§ Consigne A
Dans le texte sur les monts Chic-Chocs, où était fixé le point de départ de la randonnée ?
§ Consigne B
Extrayez du texte sur les monts Chic-Chocs le passage qui s'ouvre sur les mots « En collaboration avec » et se clôt sur « au lac Matane. ».
§ Consigne C
Prolongez le texte sur les monts Chic-Chocs au-delà de sa dernière phrase.

§ Texte présenté
· · · ·

En collaboration avec le Sentier international des Appalaches (SIA) – Québec et l’Unité régionale de loisir et de sport du Bas-Saint-Laurent, les marcheurs, dont GRAFFICI faisait partie, ont choisi l’une des trois randonnées selon un niveau de difficulté différent. Le point de départ était fixé au lac Matane.

Philippe Davignon était l’un de ceux-là. « Cet été, j’ai marché le SIA de Matapédia à Forillon, indique le résident de Matane. C’est vraiment un joyau, la réserve faunique [de Matane]. C’est beau. Ça m’a conscientisé à l’importance de sa protection. » M. Davignon endosse entièrement les démarches du Comité de protection des monts Chic-Chocs. « C’est important de protéger les montagnes de plus de 600 mètres parce qu’elles ont une végétation différente sur leur sommet. »

En les invitant à marcher sur le territoire visé, les membres du Comité, qui œuvrent depuis 16 ans à faire reconnaître leur projet d’aire protégée, ont pu sensibiliser les participants. Après une courte séance d’information au lac Matane, les organisateurs et des randonneurs ont déposé des pierres pour construire un cairn. Celui-ci vise à marquer symboliquement les limites du territoire que le Comité de protection des monts Chic-Chocs souhaite englober dans son projet d’aire protégée, en l’étendant à la portion ouest des Chic-Chocs, située dans la réserve faunique de Matane.


Quelque 70 personnes ont répondu à l’invitation de participer à une randonnée lancée par le Comité de protection des monts Chic-Chocs. Photo : Johanne Fournier

Le projet

« Depuis 2007, on propose de protéger les montagnes des Chic-Chocs qui sont au-dessus de 600 mètres dans la réserve faunique de Matane », mentionne l’une des porte-parole du Comité de protection des monts Chic-Chocs, Margaret Kraentzel.

Depuis ce temps, l’organisme ne cesse de travailler et de dresser des inventaires pour atteindre son objectif : couvrir l’ensemble des Chic-Chocs de la réserve faunique de Matane. « En 2020, après des démarches et des efforts, c’est devenu une réserve de territoire pour fin d’aire protégée, c’est-à-dire un territoire que le gouvernement a protégé, du mont Logan jusqu’au mont Pointu, en incluant le mont Blanc et d’autres montagnes, explique un autre porte-parole du Comité, Louis Fradette. Pour l’instant, cette réserve-là est protégée administrativement, c’est-à-dire qu’il n’y a pas d’exploitation industrielle et minière ou d’implantation d’éoliennes dans ce secteur-là. Le gouvernement a annoncé 30 % d’aires protégées pour le Québec. Donc, on s’est dit qu’on allait lui faire une proposition en doublant ce qui a été obtenu. C’est là-dessus qu’on travaille : le projet sera présenté avec son agrandissement. »

· · · ·

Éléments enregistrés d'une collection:
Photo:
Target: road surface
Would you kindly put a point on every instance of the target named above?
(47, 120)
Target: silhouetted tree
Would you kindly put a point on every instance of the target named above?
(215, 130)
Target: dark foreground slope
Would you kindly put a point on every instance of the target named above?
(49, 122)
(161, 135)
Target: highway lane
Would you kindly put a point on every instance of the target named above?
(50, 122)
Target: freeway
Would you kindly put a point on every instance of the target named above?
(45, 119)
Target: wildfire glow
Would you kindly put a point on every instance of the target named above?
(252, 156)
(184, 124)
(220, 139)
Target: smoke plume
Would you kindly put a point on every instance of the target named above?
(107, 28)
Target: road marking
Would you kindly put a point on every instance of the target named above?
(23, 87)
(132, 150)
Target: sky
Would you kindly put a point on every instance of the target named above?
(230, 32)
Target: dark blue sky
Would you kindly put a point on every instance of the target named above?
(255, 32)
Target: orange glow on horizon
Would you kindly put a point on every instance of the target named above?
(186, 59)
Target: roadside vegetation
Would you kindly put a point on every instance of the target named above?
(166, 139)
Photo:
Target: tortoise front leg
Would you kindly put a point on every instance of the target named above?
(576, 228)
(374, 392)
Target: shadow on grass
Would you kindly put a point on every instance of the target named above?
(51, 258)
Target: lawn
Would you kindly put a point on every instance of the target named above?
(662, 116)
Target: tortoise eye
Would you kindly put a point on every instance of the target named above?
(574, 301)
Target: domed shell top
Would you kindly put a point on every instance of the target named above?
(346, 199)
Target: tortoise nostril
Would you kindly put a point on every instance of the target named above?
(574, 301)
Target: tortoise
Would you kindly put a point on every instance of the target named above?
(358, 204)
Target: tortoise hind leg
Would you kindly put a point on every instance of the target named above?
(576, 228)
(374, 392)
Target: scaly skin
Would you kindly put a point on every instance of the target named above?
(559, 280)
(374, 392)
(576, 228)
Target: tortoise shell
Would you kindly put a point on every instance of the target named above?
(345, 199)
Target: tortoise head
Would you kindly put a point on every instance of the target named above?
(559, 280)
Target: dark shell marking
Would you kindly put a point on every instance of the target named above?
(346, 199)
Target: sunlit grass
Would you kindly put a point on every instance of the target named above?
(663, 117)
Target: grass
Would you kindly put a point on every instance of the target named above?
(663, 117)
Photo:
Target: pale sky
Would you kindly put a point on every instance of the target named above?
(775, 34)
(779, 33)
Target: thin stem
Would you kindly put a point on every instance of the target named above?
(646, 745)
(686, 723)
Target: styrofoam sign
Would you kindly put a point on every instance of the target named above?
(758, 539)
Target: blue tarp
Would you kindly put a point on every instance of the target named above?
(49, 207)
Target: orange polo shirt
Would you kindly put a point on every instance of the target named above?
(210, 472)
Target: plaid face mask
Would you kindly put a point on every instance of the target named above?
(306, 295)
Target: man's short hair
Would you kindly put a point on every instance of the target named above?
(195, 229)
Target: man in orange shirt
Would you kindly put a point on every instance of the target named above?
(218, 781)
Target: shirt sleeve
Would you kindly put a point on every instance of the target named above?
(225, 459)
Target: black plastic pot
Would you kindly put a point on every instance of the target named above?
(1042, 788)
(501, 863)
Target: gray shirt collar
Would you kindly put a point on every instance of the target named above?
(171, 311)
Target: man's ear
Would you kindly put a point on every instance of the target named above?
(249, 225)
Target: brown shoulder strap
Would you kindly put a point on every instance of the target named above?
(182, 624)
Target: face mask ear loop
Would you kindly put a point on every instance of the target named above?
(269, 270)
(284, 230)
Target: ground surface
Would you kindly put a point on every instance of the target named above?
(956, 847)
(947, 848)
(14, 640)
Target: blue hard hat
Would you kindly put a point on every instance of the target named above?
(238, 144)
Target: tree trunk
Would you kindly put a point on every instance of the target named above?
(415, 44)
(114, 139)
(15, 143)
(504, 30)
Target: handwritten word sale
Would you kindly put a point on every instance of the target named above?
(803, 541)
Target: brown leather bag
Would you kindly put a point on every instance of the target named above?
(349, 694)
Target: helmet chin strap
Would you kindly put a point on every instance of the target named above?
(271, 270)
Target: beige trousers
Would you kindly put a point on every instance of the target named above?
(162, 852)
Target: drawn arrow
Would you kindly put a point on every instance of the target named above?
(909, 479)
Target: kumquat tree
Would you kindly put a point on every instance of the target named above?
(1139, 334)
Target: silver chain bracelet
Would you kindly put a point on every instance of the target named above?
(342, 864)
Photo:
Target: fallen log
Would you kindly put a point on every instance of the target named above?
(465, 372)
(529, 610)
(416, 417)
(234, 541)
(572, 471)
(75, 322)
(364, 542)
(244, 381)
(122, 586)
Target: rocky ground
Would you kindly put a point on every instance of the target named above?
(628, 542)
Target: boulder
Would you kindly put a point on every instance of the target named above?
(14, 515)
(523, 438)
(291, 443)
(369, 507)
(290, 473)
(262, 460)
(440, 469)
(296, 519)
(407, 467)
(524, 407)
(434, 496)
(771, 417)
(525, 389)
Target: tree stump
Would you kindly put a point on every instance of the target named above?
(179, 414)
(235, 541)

· · · ·

§ Corrigé A
Au lac Matane.

§ Corrigé B
En collaboration avec le Sentier international des Appalaches (SIA) – Québec et l’Unité régionale de loisir et de sport du Bas-Saint-Laurent, les marcheurs, dont GRAFFICI faisait partie, ont choisi l’une des trois randonnées selon un niveau de difficulté différent. Le point de départ était fixé au lac Matane.

§ Corrigé C
Le 29 août, les membres du Comité ont accueilli, sur le territoire visé, une dizaine de représentants de différents ministères. Ils les ont amenés au mont Blanc afin de leur démontrer la richesse et la beauté des paysages qu’ils souhaitent préserver. Pour le Comité, il s’agissait d’une étape importante puisqu’à partir de l’avis de ces fonctionnaires, Québec décidera, l’hiver prochain, s’il agrandit l’aire de 200 km carrés mis sous réserve ou s’il la réduit. « L’agrandissement serait du mont Pointu, incluant la vallée du lac Matane, de même que le mont Valcourt et le mont de l’Ouest, jusqu’à la rivière du Vivier », explique M. Fradette.

Coupes forestières dénoncées

À l’est du territoire que souhaite protéger le Comité se trouve l’habitat essentiel du caribou. « On attend une confirmation pour que ce territoire-là soit protégé légalement, précise Louis Fradette. Au mont Jimmy-Russell et au mont Hélène, qui sont très proches de l’habitat essentiel du caribou, il se fait présentement des coupes à blanc. Quand on fait des coupes forestières, ce qui pousse après, c’est de la nourriture pour les ours, les coyotes et les cervidés. Plus il y a d’orignaux et de chevreuils, plus il y a de prédateurs du caribou, soit les coyotes et les ours. Ça a un impact majeur. »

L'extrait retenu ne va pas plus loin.